Task prompt: Could you arrange everything in the material below, from the line containing "I would be grateful if you could spot the multi-story" down to the end of the material, both ends included, as a Markdown table with the columns Row and Material line, leaving out any blank lines?

Information shown:
------------------------

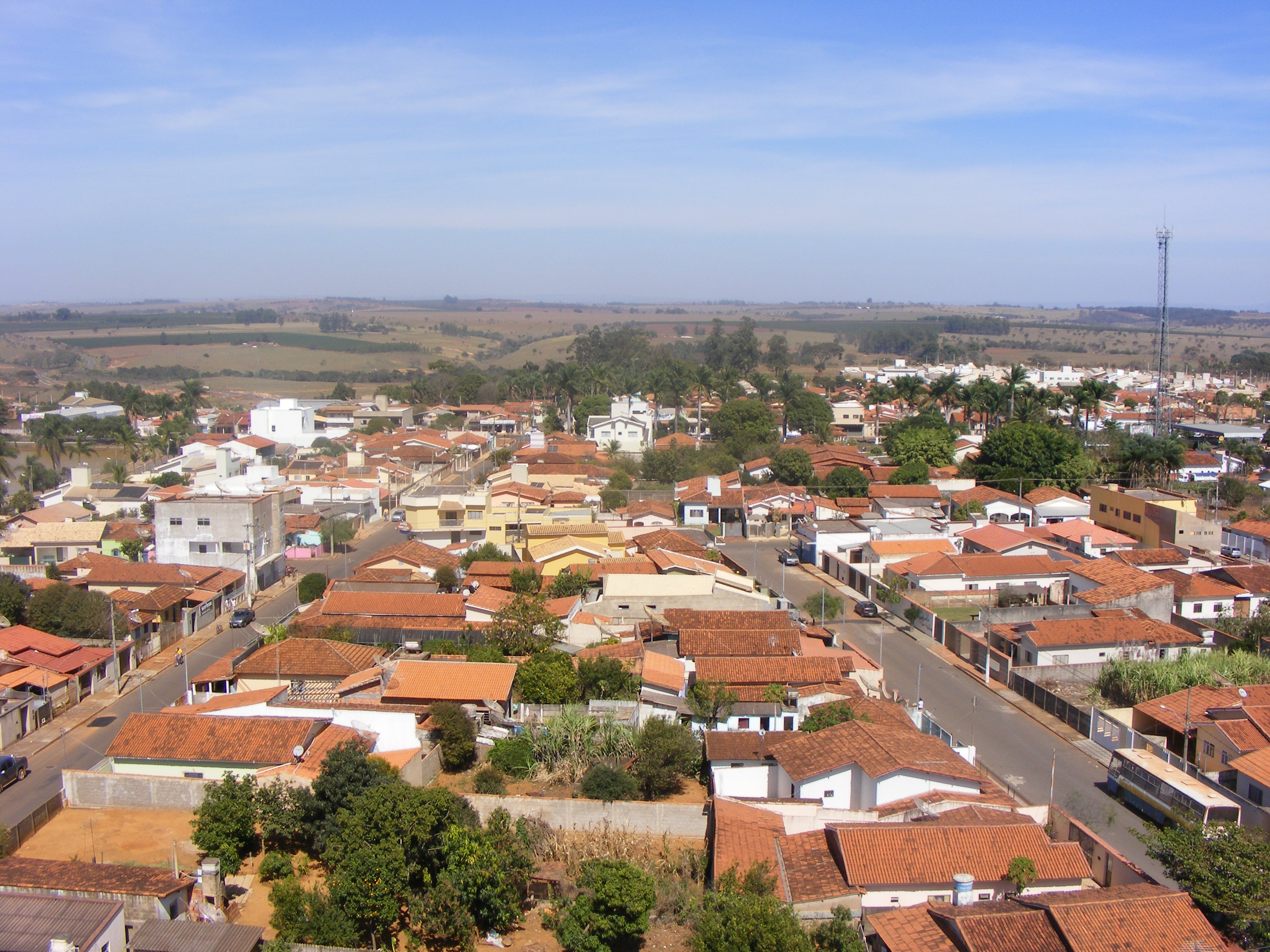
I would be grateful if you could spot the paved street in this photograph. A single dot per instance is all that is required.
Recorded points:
(84, 745)
(1009, 743)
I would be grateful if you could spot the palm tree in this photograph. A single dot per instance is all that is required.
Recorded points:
(909, 389)
(945, 391)
(764, 384)
(788, 386)
(51, 440)
(192, 395)
(1017, 375)
(567, 378)
(704, 380)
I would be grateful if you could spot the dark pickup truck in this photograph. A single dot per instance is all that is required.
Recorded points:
(12, 770)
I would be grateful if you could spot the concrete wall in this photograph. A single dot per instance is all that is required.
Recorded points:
(675, 819)
(94, 790)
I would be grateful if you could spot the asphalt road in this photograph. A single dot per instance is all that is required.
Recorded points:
(1007, 742)
(86, 745)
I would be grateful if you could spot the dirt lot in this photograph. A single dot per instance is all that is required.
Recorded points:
(141, 837)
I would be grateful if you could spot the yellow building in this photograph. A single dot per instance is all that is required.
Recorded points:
(444, 516)
(1153, 517)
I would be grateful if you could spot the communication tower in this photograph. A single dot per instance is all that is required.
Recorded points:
(1163, 365)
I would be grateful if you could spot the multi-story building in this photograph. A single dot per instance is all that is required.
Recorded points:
(229, 532)
(1153, 517)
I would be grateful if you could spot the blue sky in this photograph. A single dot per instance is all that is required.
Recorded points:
(943, 153)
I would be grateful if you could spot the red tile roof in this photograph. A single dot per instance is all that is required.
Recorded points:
(916, 853)
(242, 740)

------------------------

Solution below:
| Row | Material line |
|---|---|
| 1 | I would be grateful if you could spot the multi-story building in this photograph. A single dot per instance is all that is required. |
| 2 | Recorded points: |
| 3 | (229, 532) |
| 4 | (1153, 517) |
| 5 | I would be grateful if you could spot the blue sky in this photograph. A single dot per instance is all that is required. |
| 6 | Recorded points: |
| 7 | (943, 153) |
| 8 | I would be grateful if you could spot the red tile roof in this photograph. A single dot per instance is all that is required. |
| 9 | Recorded points: |
| 10 | (916, 853) |
| 11 | (242, 740) |